Try it
Find the lines below in which the string "feather" occurs. Copy each one.
--- Data records ---
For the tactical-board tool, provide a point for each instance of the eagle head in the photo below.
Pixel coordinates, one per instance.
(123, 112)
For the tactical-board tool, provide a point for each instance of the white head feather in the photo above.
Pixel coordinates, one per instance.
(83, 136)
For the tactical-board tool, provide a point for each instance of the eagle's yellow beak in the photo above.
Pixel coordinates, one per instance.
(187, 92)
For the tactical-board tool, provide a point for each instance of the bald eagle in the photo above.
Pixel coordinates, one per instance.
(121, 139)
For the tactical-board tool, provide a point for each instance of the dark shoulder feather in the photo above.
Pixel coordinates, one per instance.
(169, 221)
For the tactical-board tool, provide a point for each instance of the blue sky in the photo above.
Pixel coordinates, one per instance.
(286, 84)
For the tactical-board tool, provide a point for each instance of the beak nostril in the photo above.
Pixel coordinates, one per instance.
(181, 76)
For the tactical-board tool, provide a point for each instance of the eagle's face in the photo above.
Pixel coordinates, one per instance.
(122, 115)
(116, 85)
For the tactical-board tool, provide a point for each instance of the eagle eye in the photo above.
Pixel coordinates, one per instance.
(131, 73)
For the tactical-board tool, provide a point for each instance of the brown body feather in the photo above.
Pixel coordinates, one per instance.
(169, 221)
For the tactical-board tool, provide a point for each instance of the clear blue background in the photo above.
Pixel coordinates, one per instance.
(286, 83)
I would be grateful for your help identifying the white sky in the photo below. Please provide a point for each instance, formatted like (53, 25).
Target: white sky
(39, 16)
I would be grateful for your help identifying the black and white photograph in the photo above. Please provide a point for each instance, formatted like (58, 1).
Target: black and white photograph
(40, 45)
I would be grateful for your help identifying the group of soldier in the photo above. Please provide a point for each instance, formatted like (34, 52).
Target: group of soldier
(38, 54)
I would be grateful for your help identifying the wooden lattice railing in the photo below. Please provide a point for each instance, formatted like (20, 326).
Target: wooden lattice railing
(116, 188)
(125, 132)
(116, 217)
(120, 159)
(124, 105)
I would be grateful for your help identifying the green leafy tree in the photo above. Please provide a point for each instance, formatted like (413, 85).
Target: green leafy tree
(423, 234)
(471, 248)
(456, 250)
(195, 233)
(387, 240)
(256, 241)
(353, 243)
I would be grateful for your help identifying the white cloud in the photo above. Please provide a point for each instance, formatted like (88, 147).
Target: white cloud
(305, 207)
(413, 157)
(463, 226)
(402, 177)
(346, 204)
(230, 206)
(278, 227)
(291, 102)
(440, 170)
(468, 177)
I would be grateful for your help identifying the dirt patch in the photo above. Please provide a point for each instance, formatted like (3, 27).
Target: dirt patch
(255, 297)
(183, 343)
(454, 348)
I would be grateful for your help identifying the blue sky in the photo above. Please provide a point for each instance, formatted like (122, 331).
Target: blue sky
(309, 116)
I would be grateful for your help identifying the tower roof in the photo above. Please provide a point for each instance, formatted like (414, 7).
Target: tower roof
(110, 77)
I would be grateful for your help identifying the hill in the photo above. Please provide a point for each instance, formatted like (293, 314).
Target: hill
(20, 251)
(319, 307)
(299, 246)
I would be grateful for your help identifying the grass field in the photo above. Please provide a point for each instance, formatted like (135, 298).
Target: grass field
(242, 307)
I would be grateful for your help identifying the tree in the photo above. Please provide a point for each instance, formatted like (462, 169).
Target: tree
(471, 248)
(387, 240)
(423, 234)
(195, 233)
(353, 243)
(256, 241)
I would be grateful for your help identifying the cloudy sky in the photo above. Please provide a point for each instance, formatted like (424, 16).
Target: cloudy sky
---
Output of the exercise
For the tactical-board tool, provide a point for each instance of the white head feather in the photo above.
For the tactical-board tool, provide a point for each instance of the dark shoulder feather in the photo above.
For the tactical-board tool, provide a point for each instance of the brown body feather in the photo above.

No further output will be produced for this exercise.